[Coordinate labeling data]
Start

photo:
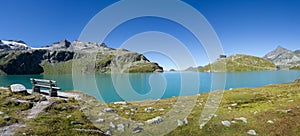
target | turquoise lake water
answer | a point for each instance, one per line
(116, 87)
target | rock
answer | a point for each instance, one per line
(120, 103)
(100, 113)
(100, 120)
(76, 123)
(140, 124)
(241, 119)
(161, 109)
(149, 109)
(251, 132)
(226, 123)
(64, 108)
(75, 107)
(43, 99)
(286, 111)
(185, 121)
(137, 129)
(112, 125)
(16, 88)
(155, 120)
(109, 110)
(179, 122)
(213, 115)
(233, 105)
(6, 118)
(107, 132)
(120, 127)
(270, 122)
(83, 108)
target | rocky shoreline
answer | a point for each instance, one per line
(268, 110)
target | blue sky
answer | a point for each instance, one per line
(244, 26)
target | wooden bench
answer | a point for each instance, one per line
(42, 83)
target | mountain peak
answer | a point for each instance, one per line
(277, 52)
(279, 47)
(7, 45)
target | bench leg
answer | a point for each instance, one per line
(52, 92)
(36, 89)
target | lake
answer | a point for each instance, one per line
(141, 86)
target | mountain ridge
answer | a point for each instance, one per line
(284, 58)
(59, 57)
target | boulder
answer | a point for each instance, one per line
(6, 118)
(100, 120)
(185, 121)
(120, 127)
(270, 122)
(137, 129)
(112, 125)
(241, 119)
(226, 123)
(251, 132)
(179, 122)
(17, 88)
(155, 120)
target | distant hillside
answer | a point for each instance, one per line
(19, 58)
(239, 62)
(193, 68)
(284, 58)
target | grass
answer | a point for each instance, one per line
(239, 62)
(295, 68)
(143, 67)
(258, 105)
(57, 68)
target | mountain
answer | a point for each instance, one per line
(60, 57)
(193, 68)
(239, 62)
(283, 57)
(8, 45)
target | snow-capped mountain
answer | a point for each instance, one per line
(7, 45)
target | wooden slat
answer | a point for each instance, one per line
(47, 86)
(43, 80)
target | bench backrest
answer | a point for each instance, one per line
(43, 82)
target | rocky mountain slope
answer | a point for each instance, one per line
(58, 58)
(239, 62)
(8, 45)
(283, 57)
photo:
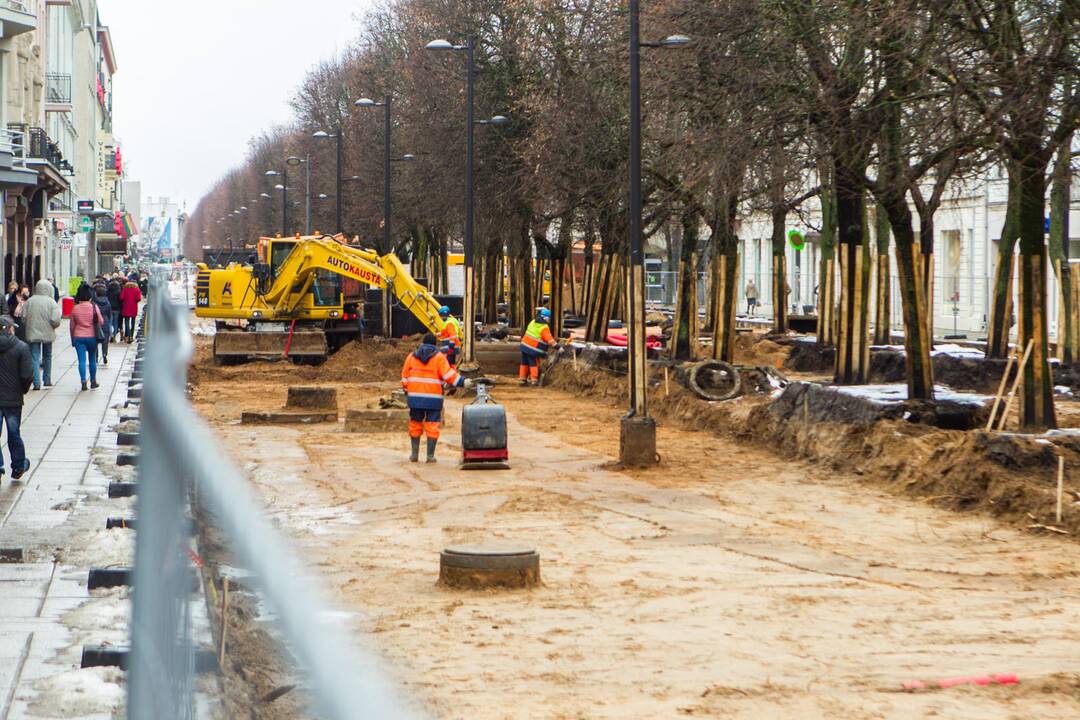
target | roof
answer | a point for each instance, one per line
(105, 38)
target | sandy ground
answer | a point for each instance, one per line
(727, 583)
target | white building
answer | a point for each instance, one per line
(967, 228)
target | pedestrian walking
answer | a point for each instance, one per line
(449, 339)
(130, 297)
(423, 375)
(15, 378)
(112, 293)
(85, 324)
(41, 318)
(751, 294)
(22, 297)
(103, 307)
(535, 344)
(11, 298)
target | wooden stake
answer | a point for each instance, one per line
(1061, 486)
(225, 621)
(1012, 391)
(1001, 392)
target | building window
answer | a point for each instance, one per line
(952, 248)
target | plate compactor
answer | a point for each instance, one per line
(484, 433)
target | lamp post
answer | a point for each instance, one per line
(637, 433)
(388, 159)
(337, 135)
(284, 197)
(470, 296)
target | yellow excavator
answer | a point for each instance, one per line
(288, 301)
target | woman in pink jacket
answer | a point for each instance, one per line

End

> **Problem requirements**
Could you output all of the data above line for line, unchanged, leaving the pictures out?

> **Task answer**
photo:
target | turquoise lake water
answer | a point for each instance, one per line
(116, 87)
target | rock
answer | a point for each instance, one per line
(120, 103)
(100, 113)
(100, 120)
(76, 123)
(140, 124)
(241, 119)
(161, 109)
(149, 109)
(251, 132)
(226, 123)
(64, 108)
(75, 107)
(43, 99)
(286, 111)
(185, 121)
(137, 129)
(112, 125)
(16, 88)
(155, 120)
(109, 110)
(179, 122)
(213, 115)
(233, 105)
(6, 118)
(107, 132)
(120, 127)
(270, 122)
(83, 108)
target | rocky shoreline
answer | a point for each instance, one per line
(268, 110)
target | blue sky
answer | a point for each instance, one per line
(244, 26)
target | wooden bench
answer | a point for each instance, one per line
(42, 83)
target | mountain peak
answer | a point for each instance, one per line
(277, 52)
(279, 47)
(7, 45)
target | bench leg
answer | a point for each instance, one per line
(52, 92)
(36, 89)
target | lake
answer | a point for each instance, one per line
(141, 86)
target | mountain ridge
answer | a point for each instance, one per line
(284, 58)
(59, 57)
target | boulder
answer | a point for each instance, one per line
(6, 118)
(100, 120)
(185, 121)
(120, 127)
(270, 122)
(137, 129)
(112, 125)
(241, 119)
(226, 123)
(251, 132)
(179, 122)
(17, 88)
(155, 120)
target | distant hillside
answer | a point for each instance, one per line
(19, 58)
(239, 62)
(193, 68)
(284, 58)
target | grass
answer | a point for each instance, one per line
(239, 62)
(295, 68)
(143, 67)
(258, 105)
(57, 68)
target | mountain
answer | a point for each instance, one per line
(60, 57)
(193, 68)
(239, 62)
(283, 57)
(8, 45)
target | snow-capped mountain
answer | a point for each instance, one per line
(7, 45)
target | wooden slat
answer | a point for each instance, one per line
(47, 86)
(43, 80)
target | bench backrest
answer | a point for each instance, one per line
(43, 82)
target | rocky mountain slope
answer | a point for each instance, one per line
(58, 58)
(239, 62)
(8, 45)
(283, 57)
photo:
target | roof
answer | a point for each instance, one per line
(105, 38)
target | sandy ground
answer | a point for each instance, one per line
(727, 583)
target | white building
answer | a point for each instance, one per line
(967, 228)
target | pedestrian walking
answer | a point for each instance, one per line
(449, 339)
(130, 297)
(423, 375)
(15, 378)
(112, 293)
(85, 324)
(41, 318)
(751, 294)
(22, 297)
(103, 307)
(535, 344)
(11, 298)
target | wooden stake
answer | a point for each instance, one per line
(1061, 486)
(225, 621)
(1012, 391)
(1001, 392)
target | building window
answer | a point for each instance, one per line
(952, 248)
target | plate compactor
answer | a point for each instance, one per line
(484, 433)
target | lamp post
answer | a point for each instance, one per line
(637, 433)
(388, 159)
(337, 135)
(284, 197)
(470, 296)
target | yellow excavator
answer | a point for each instance, one per line
(288, 301)
target | woman in pink jacket
answer | a point for each instance, one per line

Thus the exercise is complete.